***** Record extracts

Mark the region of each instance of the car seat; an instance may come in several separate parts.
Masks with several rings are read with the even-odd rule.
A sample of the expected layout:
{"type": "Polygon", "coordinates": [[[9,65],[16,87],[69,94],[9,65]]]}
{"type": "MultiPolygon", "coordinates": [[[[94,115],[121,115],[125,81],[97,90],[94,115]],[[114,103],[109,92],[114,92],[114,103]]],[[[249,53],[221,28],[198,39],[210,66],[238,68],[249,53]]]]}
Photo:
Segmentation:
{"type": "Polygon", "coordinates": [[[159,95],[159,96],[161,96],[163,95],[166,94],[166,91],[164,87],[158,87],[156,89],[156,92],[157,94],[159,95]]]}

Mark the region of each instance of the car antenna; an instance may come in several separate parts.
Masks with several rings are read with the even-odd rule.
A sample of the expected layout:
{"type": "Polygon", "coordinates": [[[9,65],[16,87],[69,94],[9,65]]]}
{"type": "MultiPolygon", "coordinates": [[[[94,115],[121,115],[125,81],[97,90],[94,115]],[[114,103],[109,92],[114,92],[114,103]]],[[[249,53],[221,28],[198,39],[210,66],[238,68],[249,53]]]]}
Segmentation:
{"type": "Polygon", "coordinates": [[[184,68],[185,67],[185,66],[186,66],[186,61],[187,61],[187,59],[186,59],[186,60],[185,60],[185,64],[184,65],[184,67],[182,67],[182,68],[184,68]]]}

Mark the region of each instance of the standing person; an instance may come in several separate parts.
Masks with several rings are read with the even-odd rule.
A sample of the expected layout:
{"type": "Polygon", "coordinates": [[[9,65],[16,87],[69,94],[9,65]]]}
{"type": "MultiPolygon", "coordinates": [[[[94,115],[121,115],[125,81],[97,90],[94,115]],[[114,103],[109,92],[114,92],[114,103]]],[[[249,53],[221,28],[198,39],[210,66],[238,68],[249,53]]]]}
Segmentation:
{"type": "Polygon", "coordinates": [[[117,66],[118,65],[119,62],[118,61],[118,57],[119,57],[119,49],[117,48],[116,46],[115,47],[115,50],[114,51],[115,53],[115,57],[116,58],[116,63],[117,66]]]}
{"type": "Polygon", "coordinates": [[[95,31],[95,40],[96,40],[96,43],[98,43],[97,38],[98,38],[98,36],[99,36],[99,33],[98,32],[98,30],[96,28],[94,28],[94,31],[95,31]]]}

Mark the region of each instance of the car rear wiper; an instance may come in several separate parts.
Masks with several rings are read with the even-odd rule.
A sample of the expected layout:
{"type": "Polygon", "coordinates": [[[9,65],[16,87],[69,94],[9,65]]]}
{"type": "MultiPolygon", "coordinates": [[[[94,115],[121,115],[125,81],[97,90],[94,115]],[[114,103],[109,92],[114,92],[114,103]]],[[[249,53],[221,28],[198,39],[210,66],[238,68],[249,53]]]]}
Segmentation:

**********

**Exercise description:** Put the lines above into a numbered list, leaving out the blank ones.

**Correct result:**
1. Mark the region of each instance of the car seat; an instance may come in several separate parts.
2. Masks with several rings are read with the even-odd rule.
3. A sample of the expected layout:
4. {"type": "Polygon", "coordinates": [[[9,65],[16,87],[69,94],[9,65]]]}
5. {"type": "MultiPolygon", "coordinates": [[[[94,115],[121,115],[125,81],[97,90],[94,115]],[[114,103],[109,92],[114,92],[114,103]]],[[[249,53],[221,28],[198,39],[210,66],[238,68],[249,53]]]]}
6. Photo:
7. Segmentation:
8. {"type": "Polygon", "coordinates": [[[159,95],[159,96],[161,96],[163,95],[166,94],[166,91],[164,87],[158,87],[156,89],[156,92],[157,94],[159,95]]]}
9. Mark the region of each instance of the car antenna; an instance may come in several separate parts.
10. Masks with several rings are read with the even-odd rule.
11. A sample of the expected layout:
12. {"type": "Polygon", "coordinates": [[[9,65],[16,87],[69,94],[9,65]]]}
13. {"type": "MultiPolygon", "coordinates": [[[[94,115],[121,115],[125,81],[97,90],[94,115]],[[114,103],[109,92],[114,92],[114,103]]],[[[249,53],[221,28],[198,39],[210,66],[238,68],[249,53]]]]}
14. Segmentation:
15. {"type": "Polygon", "coordinates": [[[184,68],[185,67],[185,66],[186,66],[186,61],[187,61],[187,59],[186,59],[186,60],[185,60],[185,64],[184,65],[184,67],[182,67],[182,68],[184,68]]]}
16. Mark the region of each instance of the standing person; an instance may come in several separate parts.
17. Masks with several rings are read with the even-odd rule.
18. A sample of the expected layout:
19. {"type": "Polygon", "coordinates": [[[9,65],[16,87],[69,94],[9,65]]]}
20. {"type": "MultiPolygon", "coordinates": [[[[94,115],[121,115],[125,81],[97,90],[94,115]],[[114,103],[109,92],[114,92],[114,103]]],[[[249,53],[221,28],[198,39],[210,66],[238,68],[249,53]]]]}
21. Segmentation:
22. {"type": "Polygon", "coordinates": [[[117,66],[118,65],[119,62],[118,61],[118,57],[119,57],[119,49],[117,48],[116,46],[115,47],[115,50],[114,51],[115,53],[115,57],[116,58],[116,63],[117,66]]]}
23. {"type": "Polygon", "coordinates": [[[95,31],[95,40],[96,40],[96,43],[98,43],[97,38],[98,38],[98,36],[99,36],[99,33],[98,32],[98,30],[96,28],[94,28],[94,31],[95,31]]]}
24. Mark the region of each instance of the car rear wiper; an instance may come in several separate parts.
25. Masks with several rings are read with the even-odd rule.
26. A sample of the expected layout:
27. {"type": "Polygon", "coordinates": [[[9,65],[16,87],[69,94],[9,65]]]}
28. {"type": "MultiPolygon", "coordinates": [[[[94,115],[121,115],[125,81],[97,90],[94,115]],[[114,103],[109,92],[114,92],[114,103]]],[[[249,53],[221,28],[198,39],[210,66],[238,68],[249,53]]]]}
29. Segmentation:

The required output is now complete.